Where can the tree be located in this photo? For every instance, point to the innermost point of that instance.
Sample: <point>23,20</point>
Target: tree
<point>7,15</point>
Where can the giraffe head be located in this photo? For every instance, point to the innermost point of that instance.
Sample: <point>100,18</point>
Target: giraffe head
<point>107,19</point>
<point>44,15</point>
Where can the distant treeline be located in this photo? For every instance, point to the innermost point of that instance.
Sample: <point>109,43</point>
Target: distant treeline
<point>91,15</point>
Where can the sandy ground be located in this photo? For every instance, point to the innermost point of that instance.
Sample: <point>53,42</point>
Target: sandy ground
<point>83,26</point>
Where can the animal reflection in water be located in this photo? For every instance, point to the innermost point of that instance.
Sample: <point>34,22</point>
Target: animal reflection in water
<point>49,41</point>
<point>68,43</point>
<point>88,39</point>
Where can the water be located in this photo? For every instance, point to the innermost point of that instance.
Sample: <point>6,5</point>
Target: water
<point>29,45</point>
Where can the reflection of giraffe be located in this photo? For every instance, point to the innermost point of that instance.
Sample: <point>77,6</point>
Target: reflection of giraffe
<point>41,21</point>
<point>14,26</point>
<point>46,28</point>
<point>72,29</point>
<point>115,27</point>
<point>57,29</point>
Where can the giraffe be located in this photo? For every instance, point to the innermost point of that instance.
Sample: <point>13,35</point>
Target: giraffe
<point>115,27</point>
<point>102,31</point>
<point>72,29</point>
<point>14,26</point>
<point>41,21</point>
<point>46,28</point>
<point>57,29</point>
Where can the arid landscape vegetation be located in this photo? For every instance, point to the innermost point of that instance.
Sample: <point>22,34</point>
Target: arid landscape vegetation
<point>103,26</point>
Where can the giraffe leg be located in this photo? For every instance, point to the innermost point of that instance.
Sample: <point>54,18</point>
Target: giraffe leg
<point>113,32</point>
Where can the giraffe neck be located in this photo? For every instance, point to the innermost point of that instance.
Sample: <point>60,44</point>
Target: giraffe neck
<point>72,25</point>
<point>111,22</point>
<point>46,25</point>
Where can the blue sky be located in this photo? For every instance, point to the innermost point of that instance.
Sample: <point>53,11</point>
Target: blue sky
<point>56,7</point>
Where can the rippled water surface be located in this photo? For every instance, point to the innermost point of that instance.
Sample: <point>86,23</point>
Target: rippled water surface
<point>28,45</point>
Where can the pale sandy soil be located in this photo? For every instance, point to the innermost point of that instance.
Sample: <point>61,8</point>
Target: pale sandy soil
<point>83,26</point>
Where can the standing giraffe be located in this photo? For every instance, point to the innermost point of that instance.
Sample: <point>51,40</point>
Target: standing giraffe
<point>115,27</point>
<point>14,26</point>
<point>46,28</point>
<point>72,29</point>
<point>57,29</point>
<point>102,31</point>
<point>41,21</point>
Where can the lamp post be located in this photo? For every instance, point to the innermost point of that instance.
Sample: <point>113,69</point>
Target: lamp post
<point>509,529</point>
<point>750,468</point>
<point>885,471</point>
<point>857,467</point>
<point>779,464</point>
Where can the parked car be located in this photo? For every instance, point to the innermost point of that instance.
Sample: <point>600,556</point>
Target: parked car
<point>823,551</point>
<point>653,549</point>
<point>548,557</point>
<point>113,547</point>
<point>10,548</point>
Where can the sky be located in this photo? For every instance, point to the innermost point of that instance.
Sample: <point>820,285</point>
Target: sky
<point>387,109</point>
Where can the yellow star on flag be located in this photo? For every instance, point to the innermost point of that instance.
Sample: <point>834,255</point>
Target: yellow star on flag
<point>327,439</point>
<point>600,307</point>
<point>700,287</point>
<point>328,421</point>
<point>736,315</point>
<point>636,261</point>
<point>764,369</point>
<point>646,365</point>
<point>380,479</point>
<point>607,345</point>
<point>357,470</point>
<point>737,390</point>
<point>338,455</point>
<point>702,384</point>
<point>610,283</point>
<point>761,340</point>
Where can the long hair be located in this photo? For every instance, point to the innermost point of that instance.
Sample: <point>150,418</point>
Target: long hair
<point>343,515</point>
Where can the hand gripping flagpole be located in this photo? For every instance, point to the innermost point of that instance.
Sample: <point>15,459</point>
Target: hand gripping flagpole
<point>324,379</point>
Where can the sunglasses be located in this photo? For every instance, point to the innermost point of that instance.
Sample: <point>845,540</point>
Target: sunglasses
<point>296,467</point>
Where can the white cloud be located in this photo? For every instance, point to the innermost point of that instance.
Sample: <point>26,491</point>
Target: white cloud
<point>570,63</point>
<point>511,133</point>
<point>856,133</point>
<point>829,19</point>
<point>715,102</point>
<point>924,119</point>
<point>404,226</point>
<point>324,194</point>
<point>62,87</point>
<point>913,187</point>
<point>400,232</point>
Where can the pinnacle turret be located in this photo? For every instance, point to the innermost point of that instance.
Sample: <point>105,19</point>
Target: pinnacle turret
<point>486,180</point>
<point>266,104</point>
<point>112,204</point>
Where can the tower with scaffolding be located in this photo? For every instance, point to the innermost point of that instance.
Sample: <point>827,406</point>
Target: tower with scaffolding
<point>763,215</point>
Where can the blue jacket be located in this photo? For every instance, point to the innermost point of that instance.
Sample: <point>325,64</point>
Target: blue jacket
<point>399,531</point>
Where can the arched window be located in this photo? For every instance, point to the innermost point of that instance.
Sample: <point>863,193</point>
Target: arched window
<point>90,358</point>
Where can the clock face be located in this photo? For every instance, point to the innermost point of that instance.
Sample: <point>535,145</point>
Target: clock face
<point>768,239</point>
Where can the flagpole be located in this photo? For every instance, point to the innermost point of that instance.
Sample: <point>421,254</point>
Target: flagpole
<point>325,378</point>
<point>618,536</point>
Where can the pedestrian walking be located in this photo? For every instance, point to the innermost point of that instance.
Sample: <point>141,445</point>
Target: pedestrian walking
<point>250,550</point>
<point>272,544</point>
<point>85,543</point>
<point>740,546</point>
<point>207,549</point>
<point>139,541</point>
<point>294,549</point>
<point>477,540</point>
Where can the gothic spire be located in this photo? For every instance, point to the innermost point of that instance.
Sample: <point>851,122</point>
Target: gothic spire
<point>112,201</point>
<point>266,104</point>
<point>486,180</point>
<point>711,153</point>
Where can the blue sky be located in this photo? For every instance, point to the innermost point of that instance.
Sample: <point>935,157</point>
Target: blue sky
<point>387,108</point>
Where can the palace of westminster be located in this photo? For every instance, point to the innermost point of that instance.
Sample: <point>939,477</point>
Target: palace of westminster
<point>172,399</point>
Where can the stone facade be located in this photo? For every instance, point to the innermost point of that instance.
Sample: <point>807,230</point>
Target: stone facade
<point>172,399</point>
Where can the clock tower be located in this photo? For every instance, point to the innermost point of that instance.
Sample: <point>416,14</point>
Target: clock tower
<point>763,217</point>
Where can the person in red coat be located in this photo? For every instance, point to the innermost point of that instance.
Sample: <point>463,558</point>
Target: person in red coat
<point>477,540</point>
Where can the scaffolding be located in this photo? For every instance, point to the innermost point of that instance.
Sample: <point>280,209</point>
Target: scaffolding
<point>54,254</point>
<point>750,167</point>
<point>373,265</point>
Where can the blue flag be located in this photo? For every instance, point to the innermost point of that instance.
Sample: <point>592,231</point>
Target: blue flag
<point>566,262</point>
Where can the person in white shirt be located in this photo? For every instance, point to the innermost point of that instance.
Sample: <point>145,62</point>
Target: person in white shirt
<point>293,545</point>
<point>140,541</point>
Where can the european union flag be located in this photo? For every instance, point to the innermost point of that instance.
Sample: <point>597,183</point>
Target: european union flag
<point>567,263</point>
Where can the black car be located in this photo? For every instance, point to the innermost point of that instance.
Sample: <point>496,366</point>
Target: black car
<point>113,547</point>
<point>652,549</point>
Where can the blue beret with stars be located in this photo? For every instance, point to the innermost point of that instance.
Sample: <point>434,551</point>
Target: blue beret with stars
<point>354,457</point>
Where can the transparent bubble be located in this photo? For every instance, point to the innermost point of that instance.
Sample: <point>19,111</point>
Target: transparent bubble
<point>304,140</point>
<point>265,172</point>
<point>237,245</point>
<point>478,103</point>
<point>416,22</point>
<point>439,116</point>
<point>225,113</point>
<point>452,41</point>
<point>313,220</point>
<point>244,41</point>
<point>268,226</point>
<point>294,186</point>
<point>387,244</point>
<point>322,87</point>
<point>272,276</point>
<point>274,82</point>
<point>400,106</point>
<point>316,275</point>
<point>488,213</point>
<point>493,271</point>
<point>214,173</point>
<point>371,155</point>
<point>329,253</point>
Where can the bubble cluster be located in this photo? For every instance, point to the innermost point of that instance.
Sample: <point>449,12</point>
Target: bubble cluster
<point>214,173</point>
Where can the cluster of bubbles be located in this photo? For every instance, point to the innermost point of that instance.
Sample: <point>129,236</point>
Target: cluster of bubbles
-------------------------
Work to be completed:
Retype only the lines running from the line with "Where can the transparent" to the end of the listing, including both of those lines.

Answer in full:
Where can the transparent bubble be located in this photo? For every instance, point to the innermost point of that instance.
Sample: <point>19,111</point>
Target: transparent bubble
<point>304,140</point>
<point>265,172</point>
<point>237,245</point>
<point>478,103</point>
<point>416,22</point>
<point>439,116</point>
<point>225,113</point>
<point>452,41</point>
<point>313,220</point>
<point>244,41</point>
<point>268,226</point>
<point>294,186</point>
<point>387,244</point>
<point>322,87</point>
<point>272,276</point>
<point>274,82</point>
<point>400,106</point>
<point>316,275</point>
<point>488,213</point>
<point>493,271</point>
<point>214,173</point>
<point>371,155</point>
<point>329,253</point>
Where can the bubble cluster be located in this photo? For every instance, point to the innermost point of that instance.
Sample: <point>449,12</point>
Target: bubble cluster
<point>214,173</point>
Where can the cluster of bubbles be located in this photo? For every instance, point to the innermost point of that instance.
Sample: <point>129,236</point>
Target: cluster of bubbles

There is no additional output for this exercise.